## To do
In the data below, retype exactly the line that contains "plant on sand with a single marker." and every line after it, through the last.

──────── Dataset extract

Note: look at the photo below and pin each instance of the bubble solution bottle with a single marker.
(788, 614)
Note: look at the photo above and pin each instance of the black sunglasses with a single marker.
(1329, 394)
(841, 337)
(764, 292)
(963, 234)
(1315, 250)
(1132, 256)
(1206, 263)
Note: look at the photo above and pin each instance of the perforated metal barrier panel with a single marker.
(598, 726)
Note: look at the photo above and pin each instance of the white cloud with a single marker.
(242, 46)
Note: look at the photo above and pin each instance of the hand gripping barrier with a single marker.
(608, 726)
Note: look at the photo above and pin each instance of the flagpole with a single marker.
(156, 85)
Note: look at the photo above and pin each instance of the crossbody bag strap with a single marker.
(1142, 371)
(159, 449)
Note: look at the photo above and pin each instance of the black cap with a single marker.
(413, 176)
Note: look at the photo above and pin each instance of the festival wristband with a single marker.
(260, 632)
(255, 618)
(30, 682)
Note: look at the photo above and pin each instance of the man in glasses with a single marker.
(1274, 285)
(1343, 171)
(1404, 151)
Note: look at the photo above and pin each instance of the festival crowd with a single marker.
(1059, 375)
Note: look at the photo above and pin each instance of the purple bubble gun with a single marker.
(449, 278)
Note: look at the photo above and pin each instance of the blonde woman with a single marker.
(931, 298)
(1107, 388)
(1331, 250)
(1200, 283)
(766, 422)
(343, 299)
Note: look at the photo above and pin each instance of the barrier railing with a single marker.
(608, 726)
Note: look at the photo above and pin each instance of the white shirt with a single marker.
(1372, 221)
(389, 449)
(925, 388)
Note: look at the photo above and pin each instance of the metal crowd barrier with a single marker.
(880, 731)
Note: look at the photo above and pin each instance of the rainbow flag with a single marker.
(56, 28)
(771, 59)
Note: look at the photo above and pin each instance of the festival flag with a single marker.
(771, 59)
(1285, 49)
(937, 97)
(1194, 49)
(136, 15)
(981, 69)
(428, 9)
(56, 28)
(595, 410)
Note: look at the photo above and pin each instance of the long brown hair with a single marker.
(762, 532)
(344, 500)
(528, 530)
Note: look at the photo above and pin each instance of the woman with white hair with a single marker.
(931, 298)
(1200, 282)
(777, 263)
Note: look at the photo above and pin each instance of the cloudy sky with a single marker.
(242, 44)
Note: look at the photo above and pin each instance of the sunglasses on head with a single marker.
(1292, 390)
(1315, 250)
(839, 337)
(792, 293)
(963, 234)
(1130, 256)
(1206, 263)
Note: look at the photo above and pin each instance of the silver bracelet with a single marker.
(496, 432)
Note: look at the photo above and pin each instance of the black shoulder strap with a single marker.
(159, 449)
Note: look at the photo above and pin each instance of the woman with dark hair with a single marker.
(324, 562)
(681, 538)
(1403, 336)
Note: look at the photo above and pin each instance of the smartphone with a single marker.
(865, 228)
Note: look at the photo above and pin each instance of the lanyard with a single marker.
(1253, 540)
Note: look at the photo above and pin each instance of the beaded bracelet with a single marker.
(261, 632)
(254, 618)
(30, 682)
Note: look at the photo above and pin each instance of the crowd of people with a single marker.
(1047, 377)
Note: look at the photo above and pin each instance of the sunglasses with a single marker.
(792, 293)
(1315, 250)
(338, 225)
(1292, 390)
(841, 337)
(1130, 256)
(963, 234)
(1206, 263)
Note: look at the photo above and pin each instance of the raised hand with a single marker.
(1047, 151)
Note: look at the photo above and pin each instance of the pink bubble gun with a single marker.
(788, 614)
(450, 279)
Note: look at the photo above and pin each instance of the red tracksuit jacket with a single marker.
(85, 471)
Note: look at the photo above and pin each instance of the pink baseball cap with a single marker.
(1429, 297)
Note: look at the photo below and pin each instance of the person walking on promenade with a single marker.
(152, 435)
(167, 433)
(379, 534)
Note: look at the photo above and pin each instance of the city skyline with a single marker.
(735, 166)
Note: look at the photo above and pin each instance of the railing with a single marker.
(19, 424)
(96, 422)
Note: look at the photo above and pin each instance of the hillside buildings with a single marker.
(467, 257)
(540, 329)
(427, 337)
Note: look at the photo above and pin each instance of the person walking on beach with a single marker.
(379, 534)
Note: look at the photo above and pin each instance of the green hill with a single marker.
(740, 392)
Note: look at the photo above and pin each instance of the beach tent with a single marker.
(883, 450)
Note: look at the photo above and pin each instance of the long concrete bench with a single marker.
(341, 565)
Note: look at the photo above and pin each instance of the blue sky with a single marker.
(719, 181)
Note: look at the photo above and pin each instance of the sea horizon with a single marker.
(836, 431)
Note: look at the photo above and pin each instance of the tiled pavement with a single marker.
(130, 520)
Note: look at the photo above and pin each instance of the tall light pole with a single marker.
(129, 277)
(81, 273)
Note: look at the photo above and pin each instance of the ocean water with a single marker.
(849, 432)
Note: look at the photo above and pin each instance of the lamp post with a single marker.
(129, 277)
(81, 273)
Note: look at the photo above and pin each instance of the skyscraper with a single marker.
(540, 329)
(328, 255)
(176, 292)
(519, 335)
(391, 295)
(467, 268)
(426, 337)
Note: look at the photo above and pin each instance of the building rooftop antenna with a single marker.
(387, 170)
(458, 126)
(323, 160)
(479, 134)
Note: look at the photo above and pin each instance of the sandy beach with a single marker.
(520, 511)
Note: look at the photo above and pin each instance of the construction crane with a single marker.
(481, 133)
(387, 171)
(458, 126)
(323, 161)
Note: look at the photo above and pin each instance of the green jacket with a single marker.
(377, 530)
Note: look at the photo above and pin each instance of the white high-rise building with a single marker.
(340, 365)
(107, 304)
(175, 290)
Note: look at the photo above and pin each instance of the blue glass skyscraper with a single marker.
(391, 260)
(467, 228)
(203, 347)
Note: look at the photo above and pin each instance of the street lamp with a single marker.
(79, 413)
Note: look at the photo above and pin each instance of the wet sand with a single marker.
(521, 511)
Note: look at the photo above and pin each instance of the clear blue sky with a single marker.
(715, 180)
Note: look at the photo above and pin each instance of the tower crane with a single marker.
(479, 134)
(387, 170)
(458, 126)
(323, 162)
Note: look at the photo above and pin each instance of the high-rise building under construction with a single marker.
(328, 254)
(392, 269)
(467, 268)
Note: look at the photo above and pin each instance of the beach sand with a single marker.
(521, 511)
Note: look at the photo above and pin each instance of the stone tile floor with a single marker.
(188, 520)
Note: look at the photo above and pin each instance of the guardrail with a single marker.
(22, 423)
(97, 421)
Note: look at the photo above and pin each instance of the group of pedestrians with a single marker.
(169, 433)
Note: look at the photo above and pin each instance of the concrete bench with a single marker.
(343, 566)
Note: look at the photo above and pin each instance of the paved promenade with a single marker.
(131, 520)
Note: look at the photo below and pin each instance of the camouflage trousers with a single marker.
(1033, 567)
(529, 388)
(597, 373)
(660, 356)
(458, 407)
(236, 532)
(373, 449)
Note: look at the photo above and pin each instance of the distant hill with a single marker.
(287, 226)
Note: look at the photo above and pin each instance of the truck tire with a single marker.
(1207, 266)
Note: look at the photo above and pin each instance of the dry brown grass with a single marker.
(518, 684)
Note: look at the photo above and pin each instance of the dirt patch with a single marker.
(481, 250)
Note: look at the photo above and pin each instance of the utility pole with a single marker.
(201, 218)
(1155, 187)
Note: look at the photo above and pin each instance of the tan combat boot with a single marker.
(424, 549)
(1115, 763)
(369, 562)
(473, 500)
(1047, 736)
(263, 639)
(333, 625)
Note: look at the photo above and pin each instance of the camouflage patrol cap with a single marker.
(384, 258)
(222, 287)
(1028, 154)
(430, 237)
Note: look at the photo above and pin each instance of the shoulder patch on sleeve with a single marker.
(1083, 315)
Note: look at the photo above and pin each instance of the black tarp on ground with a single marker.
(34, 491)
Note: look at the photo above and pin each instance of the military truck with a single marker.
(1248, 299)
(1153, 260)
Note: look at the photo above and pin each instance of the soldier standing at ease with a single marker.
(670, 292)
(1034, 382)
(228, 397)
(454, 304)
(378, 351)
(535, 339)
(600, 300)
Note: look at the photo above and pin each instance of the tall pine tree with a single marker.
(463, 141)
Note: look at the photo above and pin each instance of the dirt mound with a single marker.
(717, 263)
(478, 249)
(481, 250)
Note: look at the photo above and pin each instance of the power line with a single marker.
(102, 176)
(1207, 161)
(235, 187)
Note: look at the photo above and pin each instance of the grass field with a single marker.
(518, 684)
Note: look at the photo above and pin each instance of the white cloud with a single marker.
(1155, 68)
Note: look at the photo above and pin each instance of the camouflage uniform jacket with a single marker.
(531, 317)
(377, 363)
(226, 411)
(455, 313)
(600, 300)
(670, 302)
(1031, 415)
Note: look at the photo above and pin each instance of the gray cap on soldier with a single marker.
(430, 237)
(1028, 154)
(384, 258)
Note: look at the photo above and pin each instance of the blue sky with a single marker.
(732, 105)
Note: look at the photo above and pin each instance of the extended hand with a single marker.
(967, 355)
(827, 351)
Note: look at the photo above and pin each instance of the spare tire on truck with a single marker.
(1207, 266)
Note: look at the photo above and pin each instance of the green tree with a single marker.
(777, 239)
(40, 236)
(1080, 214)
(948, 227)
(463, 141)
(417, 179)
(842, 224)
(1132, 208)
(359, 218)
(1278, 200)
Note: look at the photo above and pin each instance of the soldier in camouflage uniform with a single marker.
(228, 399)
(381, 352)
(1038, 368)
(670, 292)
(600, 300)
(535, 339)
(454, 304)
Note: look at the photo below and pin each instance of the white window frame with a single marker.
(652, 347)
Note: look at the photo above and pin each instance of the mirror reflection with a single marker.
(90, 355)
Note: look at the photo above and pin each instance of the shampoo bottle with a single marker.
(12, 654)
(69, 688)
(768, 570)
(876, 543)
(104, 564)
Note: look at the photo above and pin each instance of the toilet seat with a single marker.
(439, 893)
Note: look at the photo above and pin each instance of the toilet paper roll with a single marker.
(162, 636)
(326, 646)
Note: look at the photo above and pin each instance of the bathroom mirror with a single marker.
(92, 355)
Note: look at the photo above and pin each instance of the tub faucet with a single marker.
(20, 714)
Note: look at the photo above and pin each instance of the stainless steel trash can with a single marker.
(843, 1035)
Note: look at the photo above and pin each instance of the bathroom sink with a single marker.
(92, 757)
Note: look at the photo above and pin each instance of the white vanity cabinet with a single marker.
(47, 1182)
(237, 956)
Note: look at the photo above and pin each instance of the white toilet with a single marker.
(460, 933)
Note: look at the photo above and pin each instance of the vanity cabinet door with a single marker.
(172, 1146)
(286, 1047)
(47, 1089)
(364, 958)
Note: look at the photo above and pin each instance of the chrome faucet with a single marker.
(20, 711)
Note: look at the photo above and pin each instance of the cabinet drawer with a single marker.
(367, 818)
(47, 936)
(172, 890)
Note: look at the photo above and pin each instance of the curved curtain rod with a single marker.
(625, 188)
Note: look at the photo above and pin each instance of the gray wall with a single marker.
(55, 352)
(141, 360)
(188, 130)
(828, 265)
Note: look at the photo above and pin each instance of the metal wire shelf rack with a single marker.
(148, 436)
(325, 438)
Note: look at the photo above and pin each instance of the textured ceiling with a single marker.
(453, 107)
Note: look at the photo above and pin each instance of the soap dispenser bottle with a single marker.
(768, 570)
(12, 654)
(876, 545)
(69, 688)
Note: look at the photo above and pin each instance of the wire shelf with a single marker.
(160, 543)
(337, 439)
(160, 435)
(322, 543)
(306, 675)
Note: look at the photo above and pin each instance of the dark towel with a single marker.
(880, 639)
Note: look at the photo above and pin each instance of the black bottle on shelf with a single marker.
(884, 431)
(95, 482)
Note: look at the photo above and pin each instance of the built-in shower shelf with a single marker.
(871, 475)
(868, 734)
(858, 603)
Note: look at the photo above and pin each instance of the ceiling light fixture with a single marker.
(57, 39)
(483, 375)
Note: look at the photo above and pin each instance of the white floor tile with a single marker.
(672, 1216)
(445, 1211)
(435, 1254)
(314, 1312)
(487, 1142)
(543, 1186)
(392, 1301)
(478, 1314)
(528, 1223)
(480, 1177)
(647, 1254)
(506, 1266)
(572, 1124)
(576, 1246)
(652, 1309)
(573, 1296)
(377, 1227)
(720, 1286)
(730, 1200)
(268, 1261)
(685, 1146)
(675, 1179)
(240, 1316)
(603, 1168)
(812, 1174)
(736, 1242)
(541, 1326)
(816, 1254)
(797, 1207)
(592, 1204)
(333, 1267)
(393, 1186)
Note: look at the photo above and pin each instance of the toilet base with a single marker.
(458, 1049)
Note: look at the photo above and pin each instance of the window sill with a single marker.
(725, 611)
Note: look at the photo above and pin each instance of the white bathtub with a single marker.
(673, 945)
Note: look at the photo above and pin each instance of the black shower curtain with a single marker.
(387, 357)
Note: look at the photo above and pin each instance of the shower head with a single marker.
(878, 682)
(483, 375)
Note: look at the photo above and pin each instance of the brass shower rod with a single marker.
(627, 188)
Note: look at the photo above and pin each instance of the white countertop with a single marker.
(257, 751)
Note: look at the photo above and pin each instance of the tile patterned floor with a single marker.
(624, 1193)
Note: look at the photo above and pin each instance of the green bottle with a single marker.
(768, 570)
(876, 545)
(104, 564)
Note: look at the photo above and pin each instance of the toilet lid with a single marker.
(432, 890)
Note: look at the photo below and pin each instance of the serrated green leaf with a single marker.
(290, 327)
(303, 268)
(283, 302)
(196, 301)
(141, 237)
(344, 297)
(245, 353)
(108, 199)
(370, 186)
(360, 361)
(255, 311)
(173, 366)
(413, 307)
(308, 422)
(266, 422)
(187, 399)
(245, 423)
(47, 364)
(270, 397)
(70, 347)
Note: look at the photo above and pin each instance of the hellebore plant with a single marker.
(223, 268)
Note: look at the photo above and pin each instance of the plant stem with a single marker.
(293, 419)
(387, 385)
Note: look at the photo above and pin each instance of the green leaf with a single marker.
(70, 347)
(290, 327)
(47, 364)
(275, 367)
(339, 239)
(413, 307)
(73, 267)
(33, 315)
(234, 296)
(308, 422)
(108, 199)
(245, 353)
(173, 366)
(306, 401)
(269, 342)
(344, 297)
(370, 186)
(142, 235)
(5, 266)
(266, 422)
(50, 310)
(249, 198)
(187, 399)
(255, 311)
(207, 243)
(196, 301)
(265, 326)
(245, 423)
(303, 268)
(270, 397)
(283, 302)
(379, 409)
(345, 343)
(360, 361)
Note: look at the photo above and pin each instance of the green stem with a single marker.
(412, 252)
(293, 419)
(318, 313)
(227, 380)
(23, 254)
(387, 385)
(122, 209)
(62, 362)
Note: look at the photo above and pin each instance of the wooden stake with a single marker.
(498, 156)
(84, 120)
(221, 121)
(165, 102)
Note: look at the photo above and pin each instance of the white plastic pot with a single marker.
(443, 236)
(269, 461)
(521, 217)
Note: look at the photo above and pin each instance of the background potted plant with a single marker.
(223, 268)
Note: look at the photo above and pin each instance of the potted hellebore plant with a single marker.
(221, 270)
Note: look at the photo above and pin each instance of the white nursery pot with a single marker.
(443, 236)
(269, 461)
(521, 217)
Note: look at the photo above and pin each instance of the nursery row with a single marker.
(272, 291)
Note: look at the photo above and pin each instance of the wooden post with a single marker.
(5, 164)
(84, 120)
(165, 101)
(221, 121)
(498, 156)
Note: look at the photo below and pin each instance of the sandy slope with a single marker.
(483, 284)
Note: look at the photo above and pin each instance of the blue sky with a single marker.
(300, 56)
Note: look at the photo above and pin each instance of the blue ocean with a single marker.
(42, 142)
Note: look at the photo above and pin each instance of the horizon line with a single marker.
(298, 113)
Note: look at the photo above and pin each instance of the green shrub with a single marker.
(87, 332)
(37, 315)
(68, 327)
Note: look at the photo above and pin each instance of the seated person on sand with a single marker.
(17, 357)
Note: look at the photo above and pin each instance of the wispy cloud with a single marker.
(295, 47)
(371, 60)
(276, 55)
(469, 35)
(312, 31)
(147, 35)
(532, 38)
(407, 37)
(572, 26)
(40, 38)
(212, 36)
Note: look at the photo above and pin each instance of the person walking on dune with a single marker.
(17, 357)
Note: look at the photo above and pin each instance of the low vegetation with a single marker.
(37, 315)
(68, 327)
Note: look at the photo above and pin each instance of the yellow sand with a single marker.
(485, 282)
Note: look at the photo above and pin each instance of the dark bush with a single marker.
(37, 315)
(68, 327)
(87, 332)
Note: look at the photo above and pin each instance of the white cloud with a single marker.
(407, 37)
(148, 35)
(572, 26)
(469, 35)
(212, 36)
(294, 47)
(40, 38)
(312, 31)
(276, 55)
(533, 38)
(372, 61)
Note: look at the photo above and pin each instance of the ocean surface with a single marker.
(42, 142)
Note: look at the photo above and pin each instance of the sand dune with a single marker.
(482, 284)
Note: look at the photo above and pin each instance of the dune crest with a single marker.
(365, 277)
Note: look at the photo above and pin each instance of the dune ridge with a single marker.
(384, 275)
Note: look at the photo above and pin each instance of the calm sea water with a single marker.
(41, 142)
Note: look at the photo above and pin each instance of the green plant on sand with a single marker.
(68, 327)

────────────────

## Response
Note: look at the photo above and pin each instance of the green plant on sand with a single marker.
(68, 327)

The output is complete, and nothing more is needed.